YOUR OBJECTIVE:
Count the lines in the material below that contain the string "railing". How many are there? Reply with the number alone.

DATA IN THIS EXERCISE:
•••
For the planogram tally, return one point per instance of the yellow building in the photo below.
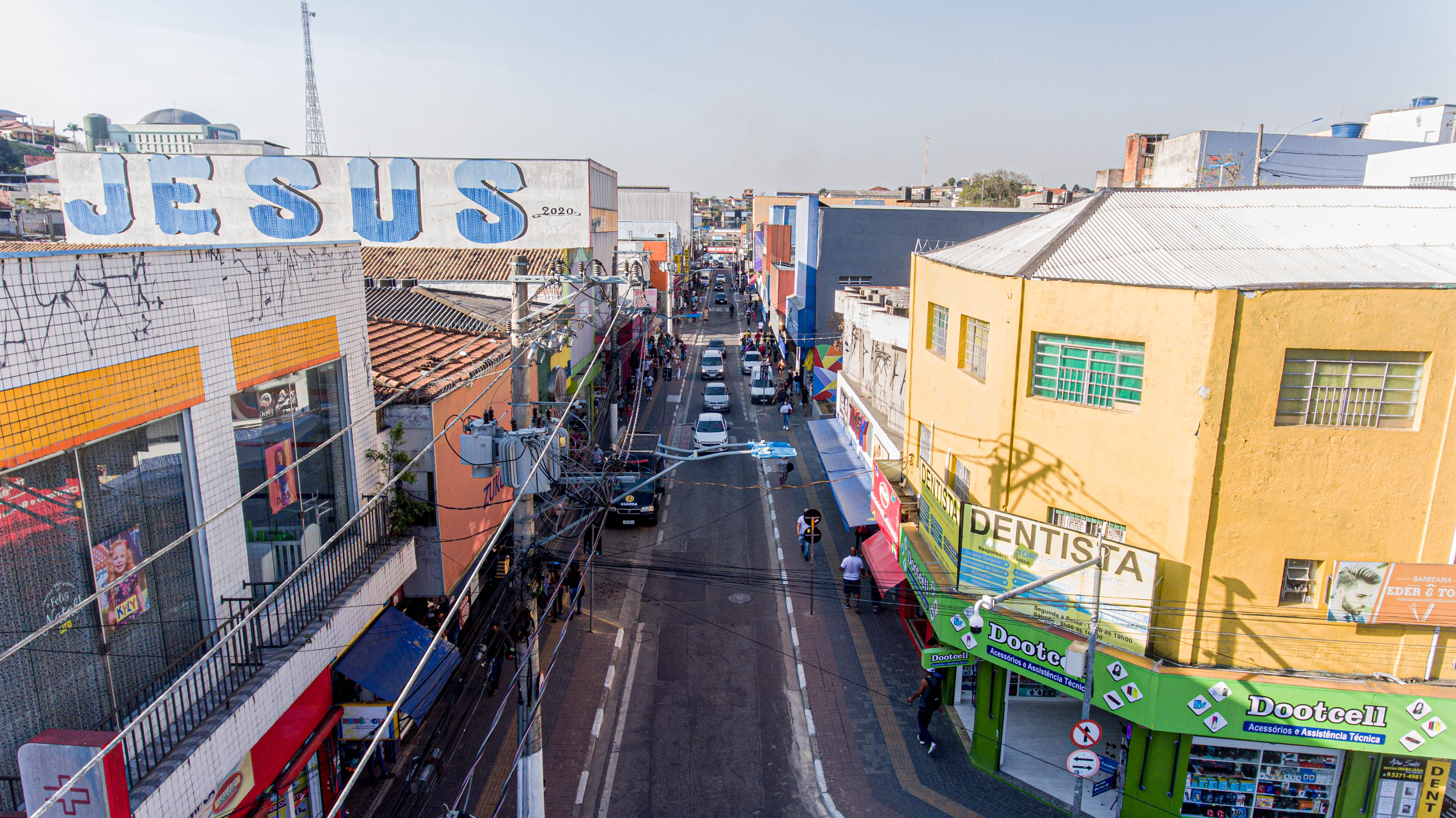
(1257, 388)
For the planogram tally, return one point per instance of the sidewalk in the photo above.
(860, 672)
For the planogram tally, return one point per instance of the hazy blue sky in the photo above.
(717, 98)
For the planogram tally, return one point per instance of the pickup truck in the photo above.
(638, 460)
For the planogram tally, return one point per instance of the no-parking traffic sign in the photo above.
(1083, 763)
(1087, 733)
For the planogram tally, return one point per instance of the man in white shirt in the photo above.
(852, 567)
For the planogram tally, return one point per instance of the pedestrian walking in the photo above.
(852, 567)
(809, 520)
(931, 702)
(574, 586)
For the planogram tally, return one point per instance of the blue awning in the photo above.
(385, 656)
(849, 478)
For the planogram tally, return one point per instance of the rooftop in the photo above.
(423, 308)
(1231, 238)
(401, 353)
(450, 264)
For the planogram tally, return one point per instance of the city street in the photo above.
(686, 695)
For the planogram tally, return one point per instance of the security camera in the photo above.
(976, 622)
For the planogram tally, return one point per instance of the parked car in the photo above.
(716, 398)
(760, 385)
(711, 430)
(713, 364)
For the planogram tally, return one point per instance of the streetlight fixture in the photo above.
(1259, 149)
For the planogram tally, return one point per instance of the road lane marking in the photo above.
(622, 725)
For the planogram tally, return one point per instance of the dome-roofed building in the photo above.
(174, 117)
(167, 130)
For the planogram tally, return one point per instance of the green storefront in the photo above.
(1218, 744)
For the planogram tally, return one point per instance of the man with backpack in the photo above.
(929, 693)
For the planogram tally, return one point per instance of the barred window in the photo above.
(1350, 388)
(940, 325)
(1116, 532)
(1298, 587)
(925, 446)
(1092, 372)
(975, 340)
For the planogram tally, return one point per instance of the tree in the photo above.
(404, 510)
(994, 188)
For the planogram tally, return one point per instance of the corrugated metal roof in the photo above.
(399, 353)
(656, 206)
(450, 264)
(418, 306)
(1231, 238)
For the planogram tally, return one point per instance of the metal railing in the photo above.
(212, 682)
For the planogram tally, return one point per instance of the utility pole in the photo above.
(1259, 155)
(1090, 672)
(531, 792)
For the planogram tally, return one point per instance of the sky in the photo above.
(719, 98)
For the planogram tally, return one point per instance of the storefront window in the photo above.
(274, 425)
(75, 520)
(1246, 779)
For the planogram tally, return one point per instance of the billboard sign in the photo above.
(886, 504)
(413, 203)
(1391, 593)
(1004, 551)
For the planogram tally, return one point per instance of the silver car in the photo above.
(716, 398)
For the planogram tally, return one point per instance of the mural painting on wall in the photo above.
(825, 364)
(439, 203)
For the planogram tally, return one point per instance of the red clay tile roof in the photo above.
(450, 264)
(401, 351)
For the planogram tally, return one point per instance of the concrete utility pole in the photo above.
(531, 791)
(1090, 672)
(1259, 155)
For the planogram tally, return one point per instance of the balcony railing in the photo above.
(212, 682)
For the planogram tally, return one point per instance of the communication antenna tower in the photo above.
(315, 143)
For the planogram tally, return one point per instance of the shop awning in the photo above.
(849, 478)
(385, 656)
(884, 565)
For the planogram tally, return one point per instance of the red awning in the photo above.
(884, 567)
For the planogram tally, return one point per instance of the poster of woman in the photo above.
(110, 561)
(284, 491)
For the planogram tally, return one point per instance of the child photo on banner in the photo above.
(280, 493)
(111, 559)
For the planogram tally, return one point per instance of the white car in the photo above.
(711, 430)
(713, 364)
(716, 398)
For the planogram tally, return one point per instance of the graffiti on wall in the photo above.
(436, 203)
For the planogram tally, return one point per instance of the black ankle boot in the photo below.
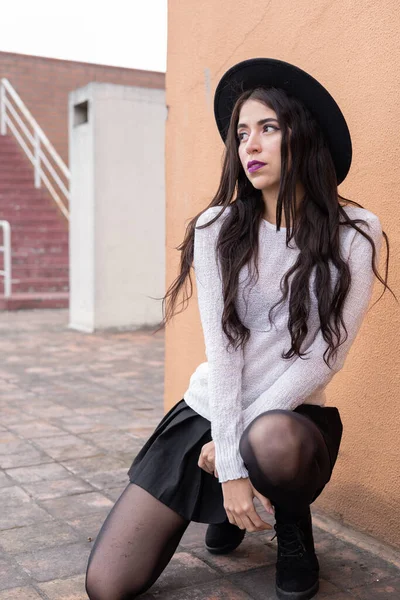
•••
EXERCISE RESULT:
2